**What is being asked**
Select all lines holding the word "like" from the entries that follow.

**Data to examine**
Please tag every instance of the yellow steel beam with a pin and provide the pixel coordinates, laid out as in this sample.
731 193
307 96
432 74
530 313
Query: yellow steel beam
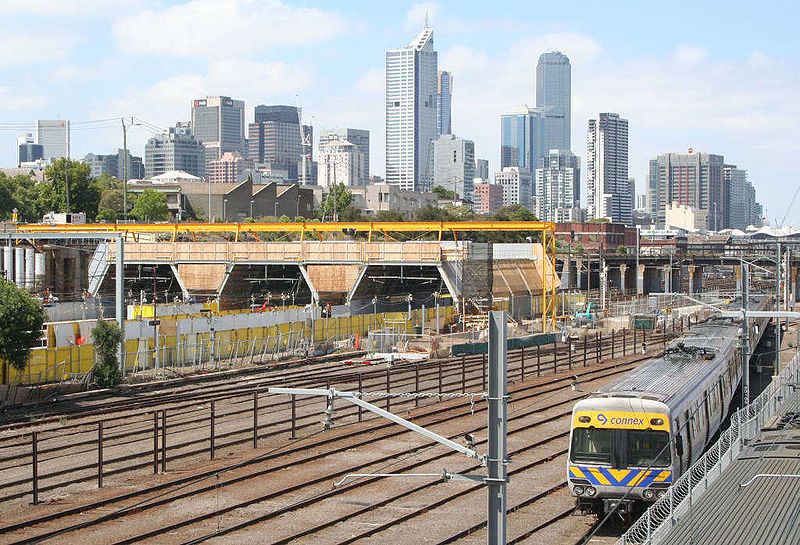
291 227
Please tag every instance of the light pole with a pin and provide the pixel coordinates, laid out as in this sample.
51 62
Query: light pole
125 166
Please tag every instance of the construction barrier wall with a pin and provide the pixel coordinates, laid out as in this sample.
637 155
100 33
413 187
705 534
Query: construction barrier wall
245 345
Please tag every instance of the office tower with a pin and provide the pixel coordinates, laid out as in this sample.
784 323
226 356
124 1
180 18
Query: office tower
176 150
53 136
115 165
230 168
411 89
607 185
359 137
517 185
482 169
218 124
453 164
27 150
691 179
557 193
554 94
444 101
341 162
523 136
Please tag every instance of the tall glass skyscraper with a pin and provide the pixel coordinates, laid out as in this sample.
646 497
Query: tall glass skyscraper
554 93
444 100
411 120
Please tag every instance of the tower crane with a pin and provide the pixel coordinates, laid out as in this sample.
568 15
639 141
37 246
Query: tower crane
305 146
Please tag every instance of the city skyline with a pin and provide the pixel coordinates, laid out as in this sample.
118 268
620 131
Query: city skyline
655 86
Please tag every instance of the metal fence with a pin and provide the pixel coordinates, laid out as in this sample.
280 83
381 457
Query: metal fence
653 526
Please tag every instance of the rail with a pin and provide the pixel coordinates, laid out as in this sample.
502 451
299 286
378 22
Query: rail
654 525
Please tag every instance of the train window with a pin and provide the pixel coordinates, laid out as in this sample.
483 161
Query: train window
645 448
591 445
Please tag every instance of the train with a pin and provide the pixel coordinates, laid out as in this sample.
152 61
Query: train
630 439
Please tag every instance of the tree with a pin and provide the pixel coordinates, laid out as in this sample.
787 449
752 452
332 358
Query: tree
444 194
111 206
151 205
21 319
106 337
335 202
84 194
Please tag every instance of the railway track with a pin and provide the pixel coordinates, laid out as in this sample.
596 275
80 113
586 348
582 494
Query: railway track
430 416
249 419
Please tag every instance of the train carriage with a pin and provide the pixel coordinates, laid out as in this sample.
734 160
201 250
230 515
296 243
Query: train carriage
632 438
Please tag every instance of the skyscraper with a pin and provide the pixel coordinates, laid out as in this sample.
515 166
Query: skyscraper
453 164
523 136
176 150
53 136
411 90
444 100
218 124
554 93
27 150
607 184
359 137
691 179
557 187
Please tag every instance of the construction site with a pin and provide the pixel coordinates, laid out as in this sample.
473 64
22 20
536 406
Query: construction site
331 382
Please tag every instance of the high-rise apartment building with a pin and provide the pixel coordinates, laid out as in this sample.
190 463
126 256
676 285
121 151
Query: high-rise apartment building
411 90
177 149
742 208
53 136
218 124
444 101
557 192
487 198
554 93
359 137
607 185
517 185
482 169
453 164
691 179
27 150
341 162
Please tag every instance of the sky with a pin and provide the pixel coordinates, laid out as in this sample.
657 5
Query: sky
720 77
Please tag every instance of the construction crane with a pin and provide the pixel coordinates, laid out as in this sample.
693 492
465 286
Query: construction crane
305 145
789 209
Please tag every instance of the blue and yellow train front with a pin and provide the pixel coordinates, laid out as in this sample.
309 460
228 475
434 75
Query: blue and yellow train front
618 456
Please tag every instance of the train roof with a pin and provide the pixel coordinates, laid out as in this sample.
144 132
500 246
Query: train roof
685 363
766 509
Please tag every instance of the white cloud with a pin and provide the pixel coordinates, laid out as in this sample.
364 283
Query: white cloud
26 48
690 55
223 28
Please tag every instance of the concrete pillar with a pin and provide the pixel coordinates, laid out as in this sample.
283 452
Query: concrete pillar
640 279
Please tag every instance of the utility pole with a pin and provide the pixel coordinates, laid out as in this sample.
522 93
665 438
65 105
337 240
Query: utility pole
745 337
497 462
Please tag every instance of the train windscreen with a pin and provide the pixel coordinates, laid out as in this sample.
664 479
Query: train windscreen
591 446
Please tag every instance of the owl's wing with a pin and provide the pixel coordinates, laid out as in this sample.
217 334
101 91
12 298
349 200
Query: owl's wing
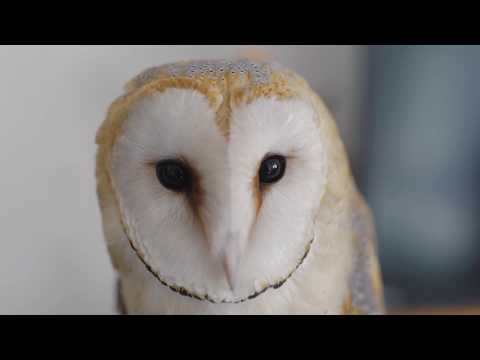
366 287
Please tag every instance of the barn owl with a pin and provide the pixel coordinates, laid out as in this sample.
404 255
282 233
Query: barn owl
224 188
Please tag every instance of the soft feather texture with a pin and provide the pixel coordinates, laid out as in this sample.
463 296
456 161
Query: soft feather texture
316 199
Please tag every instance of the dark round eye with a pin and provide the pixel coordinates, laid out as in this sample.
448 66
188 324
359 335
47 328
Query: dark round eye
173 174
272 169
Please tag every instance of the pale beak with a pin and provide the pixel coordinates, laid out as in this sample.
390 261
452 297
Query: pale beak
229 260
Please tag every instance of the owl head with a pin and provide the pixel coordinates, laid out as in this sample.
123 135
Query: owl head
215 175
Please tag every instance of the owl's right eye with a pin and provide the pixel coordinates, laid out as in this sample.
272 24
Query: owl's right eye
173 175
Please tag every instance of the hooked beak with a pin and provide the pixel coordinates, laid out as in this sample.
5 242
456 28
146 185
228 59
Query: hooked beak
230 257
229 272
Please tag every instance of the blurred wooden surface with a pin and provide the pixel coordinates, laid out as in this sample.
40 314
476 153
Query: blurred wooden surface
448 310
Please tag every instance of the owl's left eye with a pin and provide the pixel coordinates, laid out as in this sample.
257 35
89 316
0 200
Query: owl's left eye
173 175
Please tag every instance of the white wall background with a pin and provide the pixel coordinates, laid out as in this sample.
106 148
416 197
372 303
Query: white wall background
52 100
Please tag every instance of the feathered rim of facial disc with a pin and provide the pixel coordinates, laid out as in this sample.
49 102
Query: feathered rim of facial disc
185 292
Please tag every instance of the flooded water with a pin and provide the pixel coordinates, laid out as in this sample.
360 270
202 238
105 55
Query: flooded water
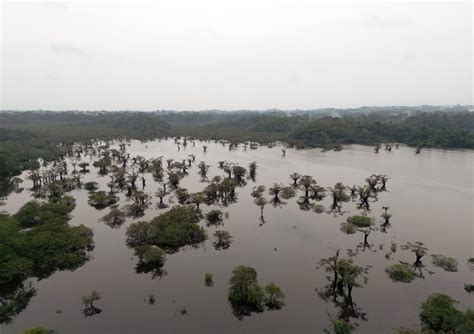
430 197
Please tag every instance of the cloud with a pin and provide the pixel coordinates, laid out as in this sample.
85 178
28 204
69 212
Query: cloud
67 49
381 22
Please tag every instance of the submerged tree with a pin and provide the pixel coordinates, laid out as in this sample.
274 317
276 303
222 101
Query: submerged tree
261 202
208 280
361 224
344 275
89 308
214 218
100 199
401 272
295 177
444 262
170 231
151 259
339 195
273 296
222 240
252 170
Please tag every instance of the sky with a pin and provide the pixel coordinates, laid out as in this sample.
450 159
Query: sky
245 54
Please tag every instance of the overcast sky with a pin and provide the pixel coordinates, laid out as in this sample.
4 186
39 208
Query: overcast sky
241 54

* * *

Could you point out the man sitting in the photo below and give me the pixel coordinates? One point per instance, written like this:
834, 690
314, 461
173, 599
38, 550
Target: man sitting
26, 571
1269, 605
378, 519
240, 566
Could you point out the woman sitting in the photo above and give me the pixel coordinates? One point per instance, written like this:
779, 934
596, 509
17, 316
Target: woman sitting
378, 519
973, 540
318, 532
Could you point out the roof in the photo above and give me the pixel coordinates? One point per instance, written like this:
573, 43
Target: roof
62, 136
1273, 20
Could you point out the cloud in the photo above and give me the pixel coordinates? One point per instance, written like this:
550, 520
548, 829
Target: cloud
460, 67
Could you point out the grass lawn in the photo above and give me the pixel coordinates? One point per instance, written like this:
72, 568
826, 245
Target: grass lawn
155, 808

**Output of the exercise**
Could you point out the man sitting in the photo below and give me the pixel coordinates? One point per instance, written like this:
Could you point out the woman sitting in the photo above and give me the pixel coordinates? One point per instance, written like this:
Could you point out the roof in the photo above and give me the pixel coordinates? One point per instance, written like this:
Could you point out the cloud in the photo above and give me the pixel coordinates? One point per instance, written like this:
Could you point out the grass lawn in the photo above and give me the pixel coordinates? One point per instance, written like this:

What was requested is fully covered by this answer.